_WHAT TO DO:_ In the entries that follow, the lines from the one with "In this exercise you will pick out the white front" through the one with "In this exercise you will pick out the framed picture" are the ones to write out, exactly and with both ends included. Nothing else should appear.

<<<<

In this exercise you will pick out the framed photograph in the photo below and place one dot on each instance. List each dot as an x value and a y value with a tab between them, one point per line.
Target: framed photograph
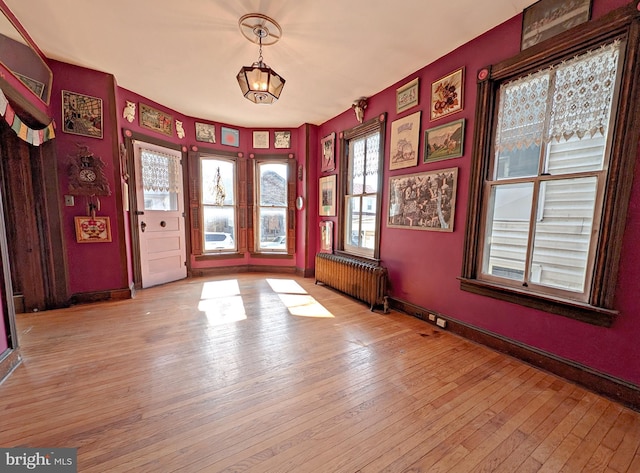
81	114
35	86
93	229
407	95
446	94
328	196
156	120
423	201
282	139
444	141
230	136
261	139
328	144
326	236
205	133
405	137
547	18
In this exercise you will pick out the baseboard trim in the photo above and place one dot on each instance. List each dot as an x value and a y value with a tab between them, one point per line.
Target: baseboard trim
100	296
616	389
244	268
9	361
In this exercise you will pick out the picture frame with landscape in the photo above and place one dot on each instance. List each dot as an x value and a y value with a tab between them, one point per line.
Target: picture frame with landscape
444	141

>>>>
<<<<

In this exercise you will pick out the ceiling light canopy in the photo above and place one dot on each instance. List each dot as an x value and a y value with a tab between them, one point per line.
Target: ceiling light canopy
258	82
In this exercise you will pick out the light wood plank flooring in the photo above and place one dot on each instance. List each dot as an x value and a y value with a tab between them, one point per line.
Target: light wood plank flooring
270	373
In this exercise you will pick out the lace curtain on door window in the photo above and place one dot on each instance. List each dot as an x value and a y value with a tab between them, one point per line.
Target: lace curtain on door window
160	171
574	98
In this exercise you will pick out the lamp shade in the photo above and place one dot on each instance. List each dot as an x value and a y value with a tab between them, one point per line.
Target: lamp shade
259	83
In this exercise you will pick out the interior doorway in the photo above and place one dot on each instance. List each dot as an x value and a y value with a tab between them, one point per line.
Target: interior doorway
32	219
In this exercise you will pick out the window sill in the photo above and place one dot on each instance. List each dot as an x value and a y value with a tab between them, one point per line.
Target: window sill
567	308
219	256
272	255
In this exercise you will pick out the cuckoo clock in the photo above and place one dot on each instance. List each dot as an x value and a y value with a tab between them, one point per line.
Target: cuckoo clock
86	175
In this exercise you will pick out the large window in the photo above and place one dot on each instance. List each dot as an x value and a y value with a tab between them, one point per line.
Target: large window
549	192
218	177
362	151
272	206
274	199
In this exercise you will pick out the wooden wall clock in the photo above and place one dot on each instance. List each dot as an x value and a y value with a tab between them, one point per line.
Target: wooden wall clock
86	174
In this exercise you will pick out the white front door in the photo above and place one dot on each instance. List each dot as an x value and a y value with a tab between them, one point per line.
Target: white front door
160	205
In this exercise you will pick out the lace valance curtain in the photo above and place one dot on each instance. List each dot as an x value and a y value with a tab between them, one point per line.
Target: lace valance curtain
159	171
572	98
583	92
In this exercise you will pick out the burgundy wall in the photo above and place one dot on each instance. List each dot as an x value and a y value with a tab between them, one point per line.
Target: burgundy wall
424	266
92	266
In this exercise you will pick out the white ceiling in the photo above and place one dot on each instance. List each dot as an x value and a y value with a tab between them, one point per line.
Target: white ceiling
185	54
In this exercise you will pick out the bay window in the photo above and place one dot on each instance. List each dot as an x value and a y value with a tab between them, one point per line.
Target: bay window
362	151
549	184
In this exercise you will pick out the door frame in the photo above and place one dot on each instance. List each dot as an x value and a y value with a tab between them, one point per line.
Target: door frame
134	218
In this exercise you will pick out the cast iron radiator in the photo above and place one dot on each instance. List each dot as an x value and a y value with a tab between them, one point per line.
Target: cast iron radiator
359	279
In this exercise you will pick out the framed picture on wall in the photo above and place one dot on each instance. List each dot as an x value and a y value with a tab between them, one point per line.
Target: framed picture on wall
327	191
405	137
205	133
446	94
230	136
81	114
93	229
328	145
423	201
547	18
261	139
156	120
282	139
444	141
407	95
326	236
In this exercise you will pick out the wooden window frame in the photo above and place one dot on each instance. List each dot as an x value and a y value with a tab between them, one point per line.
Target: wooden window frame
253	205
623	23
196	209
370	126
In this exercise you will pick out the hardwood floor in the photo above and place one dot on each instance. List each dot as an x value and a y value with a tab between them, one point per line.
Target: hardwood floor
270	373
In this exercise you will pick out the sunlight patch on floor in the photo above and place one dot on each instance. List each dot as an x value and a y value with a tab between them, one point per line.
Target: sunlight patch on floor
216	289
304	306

>>>>

_ANSWER SECTION:_
In this exercise you will pick out the white front door in the photo above and place one dot on each instance. List each dot as an x value and a y value with a tab between them, one point per line.
Target: white front door
160	205
In this exercise you will pick out the lace valance curtain in the photo above and place one dot on each instance. List each dot as an x value and a y value with a tab between them, one point per line.
Target: lace valance curtain
159	171
572	98
583	92
In this exercise you will pick out the burgundy wall in the photo above and place one dot on each instance. List each dot as an x value and a y value with a tab between them, one point per line.
Target: burgundy wall
424	266
92	266
In this exercise you will pick out the white ceiling in the photo above and place one dot on each instance. List each dot as an x value and a y value with a tab between them, one point per line.
Target: white ceiling
185	54
In this exercise you will pick out the bay window in the photo above and place one dot on each instance. List each dot as an x value and a y value with a tab between them, one point per line.
Target: bay window
362	151
549	184
In this exercise you will pick out the door frame in the photo above and place one dot on each instance. List each dot as an x value and a y value with a tab between them, one point per line.
Target: door frame
134	218
In this exercise you will pick out the cast iron radiator in the photo above and place one dot on each instance. List each dot as an x value and a y value with a tab between them, one point per line.
Target: cast iron radiator
359	279
In this exercise you will pick out the framed picture on wall in the photo above and place one dot on each instance. List each dot as an x value and a y value with a tab between them, one point per line.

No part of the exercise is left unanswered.